• _WORK TO BE COMPLETED_: Count the lines below that contain the string "person", matching case exactly, and give only that number.

• _DATASET EXTRACT_:
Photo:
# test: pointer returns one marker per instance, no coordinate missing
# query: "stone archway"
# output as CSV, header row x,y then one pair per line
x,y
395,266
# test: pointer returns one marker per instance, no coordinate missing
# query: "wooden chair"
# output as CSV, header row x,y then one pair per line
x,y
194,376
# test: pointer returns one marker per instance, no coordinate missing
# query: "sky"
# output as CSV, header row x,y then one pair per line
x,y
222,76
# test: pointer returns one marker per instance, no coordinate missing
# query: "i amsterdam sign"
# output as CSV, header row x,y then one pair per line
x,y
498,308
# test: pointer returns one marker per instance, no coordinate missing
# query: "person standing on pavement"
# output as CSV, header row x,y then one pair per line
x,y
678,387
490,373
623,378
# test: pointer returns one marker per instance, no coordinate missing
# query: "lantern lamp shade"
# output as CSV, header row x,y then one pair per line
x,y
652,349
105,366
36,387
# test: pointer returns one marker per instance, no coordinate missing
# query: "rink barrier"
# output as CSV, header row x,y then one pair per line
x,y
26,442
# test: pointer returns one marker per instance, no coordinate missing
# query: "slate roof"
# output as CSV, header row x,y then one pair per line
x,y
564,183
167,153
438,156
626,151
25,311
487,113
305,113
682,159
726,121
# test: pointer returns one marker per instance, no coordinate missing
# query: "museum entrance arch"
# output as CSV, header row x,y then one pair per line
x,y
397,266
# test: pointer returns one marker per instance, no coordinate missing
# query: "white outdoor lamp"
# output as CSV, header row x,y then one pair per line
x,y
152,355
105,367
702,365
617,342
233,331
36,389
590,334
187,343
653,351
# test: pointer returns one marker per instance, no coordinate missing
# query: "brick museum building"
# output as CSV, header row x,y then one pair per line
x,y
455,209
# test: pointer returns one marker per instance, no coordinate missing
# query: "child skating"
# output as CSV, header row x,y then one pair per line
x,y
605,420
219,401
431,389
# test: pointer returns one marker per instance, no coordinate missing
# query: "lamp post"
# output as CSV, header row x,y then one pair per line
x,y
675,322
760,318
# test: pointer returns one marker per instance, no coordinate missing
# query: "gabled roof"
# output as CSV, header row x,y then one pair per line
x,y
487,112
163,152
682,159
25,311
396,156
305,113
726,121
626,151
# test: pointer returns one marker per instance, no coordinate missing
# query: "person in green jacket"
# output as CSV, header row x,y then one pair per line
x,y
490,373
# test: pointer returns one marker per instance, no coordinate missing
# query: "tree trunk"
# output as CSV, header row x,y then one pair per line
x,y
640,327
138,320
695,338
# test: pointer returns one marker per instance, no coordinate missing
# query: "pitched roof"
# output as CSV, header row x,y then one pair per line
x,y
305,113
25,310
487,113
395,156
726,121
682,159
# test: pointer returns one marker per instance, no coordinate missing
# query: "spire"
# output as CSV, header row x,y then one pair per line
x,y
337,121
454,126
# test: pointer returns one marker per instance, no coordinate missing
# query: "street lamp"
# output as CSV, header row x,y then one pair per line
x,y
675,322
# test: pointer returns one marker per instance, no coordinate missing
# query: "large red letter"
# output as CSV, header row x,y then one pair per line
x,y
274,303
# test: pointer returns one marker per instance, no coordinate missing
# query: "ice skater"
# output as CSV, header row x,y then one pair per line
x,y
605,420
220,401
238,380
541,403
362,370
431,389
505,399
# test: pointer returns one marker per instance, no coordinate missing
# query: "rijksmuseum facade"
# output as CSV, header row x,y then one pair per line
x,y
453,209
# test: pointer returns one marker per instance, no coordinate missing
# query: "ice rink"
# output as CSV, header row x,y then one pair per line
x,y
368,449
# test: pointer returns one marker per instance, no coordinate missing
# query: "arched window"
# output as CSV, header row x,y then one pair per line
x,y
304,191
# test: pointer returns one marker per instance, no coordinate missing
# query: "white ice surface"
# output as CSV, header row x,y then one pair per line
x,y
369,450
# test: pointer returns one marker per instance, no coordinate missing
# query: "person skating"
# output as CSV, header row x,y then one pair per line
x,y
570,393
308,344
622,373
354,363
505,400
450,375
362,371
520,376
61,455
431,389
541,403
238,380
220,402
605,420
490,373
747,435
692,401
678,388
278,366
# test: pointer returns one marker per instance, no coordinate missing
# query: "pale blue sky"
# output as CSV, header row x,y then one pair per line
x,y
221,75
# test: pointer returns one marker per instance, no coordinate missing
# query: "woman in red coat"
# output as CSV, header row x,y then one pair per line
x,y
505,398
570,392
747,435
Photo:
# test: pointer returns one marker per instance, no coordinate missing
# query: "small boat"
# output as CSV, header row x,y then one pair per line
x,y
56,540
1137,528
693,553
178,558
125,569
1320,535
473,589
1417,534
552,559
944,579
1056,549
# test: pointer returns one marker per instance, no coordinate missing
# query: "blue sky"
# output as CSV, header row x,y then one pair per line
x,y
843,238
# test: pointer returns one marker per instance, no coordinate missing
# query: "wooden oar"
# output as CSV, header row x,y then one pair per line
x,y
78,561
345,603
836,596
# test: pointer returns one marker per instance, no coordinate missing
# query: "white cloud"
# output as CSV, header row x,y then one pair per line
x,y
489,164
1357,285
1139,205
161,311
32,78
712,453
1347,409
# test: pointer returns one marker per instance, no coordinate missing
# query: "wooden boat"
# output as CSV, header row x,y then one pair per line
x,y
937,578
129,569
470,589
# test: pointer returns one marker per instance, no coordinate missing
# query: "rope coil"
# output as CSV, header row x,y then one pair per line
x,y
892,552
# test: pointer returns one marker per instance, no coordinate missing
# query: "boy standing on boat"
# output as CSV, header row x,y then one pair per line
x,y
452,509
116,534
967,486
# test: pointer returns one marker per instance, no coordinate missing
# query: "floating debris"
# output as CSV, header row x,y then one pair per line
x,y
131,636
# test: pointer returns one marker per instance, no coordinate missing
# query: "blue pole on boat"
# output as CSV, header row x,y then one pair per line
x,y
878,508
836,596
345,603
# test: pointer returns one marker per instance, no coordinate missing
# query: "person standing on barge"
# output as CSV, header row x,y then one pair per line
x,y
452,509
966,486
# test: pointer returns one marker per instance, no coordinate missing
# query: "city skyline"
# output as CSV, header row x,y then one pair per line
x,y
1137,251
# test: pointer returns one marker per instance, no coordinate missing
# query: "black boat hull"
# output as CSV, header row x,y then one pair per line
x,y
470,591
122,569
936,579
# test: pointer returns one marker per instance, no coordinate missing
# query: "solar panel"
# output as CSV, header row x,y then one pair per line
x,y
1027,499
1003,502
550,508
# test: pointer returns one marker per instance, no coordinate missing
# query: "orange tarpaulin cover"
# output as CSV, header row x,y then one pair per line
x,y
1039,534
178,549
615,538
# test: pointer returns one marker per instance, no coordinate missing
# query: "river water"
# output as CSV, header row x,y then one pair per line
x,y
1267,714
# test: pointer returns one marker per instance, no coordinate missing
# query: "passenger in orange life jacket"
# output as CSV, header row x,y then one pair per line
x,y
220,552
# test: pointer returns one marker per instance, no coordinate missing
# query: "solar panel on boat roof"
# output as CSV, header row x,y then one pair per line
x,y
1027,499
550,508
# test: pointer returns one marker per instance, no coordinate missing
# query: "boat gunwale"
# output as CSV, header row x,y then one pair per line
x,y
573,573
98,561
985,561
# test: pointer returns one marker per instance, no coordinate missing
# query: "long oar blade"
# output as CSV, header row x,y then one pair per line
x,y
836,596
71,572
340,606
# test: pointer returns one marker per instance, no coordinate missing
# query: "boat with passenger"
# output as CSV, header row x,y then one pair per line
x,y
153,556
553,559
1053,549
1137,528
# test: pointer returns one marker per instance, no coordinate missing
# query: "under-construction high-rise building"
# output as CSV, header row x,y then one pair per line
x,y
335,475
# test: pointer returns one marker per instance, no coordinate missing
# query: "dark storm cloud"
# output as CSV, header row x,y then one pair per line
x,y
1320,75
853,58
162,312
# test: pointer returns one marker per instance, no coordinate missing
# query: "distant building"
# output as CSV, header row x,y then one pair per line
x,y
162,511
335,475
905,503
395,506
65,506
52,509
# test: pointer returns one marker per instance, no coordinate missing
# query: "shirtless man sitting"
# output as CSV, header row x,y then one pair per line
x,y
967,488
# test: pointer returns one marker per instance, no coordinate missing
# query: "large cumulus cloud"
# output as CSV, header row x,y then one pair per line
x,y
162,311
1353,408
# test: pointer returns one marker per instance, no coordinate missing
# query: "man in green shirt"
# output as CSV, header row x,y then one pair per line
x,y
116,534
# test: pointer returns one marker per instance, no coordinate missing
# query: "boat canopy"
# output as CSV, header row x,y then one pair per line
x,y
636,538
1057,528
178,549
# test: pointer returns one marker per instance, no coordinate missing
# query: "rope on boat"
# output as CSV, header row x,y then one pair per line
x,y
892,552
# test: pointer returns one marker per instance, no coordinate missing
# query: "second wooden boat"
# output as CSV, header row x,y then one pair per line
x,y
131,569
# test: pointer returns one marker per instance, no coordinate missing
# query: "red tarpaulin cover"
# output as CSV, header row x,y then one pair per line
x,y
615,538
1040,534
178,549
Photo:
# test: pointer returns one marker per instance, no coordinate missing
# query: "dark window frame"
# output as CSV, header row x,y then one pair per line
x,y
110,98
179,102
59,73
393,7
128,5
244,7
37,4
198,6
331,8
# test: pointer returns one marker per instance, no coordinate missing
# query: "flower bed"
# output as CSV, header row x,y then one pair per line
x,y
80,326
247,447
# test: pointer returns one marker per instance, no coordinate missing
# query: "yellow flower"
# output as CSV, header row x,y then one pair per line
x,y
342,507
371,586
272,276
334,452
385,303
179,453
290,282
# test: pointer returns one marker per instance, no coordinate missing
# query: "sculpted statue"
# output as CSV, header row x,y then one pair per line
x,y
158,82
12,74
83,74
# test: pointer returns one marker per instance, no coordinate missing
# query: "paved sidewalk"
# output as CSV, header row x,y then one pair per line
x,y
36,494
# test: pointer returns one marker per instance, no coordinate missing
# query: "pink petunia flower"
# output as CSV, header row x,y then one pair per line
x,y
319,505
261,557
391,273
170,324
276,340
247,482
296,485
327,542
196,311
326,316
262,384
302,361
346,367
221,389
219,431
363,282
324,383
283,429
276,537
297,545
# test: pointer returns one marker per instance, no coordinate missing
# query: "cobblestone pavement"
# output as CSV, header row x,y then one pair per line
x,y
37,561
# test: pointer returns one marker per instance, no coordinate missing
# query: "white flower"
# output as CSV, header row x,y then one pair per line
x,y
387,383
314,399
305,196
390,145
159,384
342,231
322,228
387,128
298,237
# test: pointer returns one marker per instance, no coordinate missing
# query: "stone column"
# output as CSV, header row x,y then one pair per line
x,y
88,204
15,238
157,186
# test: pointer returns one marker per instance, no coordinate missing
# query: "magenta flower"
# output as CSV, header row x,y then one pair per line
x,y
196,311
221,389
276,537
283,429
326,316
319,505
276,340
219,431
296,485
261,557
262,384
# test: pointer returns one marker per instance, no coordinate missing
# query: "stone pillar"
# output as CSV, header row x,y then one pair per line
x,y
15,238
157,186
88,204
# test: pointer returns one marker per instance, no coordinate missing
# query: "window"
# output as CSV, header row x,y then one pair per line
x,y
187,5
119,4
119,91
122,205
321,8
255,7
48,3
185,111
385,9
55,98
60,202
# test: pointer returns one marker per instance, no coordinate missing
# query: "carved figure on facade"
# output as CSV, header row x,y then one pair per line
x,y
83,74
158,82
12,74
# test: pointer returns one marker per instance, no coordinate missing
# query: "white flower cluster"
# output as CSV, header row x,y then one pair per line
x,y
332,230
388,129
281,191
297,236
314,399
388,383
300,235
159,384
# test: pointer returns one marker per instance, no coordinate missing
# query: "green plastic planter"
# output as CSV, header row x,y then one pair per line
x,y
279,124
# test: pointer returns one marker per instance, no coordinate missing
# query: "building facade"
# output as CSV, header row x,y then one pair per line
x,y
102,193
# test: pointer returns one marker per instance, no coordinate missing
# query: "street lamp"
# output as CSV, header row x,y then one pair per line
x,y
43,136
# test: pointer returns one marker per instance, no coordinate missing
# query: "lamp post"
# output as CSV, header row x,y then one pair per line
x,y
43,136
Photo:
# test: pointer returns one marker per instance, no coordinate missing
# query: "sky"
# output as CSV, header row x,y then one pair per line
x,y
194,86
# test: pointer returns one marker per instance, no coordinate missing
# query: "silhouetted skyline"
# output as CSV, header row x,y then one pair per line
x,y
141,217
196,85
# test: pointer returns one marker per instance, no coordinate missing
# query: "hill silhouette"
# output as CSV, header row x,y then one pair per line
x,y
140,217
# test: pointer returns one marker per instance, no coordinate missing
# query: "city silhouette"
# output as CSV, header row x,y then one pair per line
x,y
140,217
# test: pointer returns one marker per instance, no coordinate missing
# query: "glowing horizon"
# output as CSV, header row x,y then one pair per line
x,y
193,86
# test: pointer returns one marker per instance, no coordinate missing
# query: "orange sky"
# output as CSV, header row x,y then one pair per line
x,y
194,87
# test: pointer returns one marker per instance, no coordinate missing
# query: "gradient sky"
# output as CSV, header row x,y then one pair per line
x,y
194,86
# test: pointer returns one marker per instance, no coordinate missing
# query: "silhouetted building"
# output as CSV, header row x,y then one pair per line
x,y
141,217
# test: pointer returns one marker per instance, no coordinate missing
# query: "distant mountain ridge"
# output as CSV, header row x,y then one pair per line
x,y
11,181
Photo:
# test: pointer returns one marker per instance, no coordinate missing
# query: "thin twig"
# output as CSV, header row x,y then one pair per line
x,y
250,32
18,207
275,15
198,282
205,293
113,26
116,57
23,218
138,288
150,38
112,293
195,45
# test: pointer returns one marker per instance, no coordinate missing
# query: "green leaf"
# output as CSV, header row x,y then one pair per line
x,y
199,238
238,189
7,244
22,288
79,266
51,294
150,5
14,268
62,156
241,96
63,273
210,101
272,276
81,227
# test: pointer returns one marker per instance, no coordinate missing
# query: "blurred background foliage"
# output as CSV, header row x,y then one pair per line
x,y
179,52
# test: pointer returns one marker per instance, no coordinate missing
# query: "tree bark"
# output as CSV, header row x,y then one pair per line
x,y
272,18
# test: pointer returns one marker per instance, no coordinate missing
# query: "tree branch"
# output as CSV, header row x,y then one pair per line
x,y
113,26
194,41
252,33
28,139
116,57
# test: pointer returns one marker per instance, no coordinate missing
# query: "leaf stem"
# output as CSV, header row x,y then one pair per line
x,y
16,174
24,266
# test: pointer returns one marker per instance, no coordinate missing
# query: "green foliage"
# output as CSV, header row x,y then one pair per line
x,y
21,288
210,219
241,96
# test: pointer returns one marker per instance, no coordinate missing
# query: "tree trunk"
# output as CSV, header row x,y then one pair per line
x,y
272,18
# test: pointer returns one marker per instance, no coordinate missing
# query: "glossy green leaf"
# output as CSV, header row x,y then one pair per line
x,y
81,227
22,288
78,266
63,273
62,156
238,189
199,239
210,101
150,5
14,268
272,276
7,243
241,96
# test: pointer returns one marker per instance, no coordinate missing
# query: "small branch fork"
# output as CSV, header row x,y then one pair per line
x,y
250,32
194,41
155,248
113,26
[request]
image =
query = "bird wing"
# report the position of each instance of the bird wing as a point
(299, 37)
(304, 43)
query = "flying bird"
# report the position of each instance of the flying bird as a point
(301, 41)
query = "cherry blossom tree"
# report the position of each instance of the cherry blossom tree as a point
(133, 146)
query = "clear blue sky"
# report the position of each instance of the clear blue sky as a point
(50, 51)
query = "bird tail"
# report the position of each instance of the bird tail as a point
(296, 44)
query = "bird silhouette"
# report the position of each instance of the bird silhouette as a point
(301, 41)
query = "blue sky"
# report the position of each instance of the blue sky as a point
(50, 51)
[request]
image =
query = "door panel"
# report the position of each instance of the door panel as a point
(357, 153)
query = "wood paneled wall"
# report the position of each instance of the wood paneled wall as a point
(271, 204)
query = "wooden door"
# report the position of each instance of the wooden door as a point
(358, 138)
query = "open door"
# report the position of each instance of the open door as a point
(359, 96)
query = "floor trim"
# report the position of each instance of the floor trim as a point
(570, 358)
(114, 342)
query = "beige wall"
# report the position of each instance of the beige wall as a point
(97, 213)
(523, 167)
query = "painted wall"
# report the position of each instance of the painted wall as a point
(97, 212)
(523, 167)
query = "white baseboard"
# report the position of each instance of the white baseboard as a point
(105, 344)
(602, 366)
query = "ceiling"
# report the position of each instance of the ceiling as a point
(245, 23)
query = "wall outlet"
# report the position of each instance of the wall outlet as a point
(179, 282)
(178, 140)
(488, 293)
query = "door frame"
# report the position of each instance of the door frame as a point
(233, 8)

• _ANSWER TO THIS TASK_: 4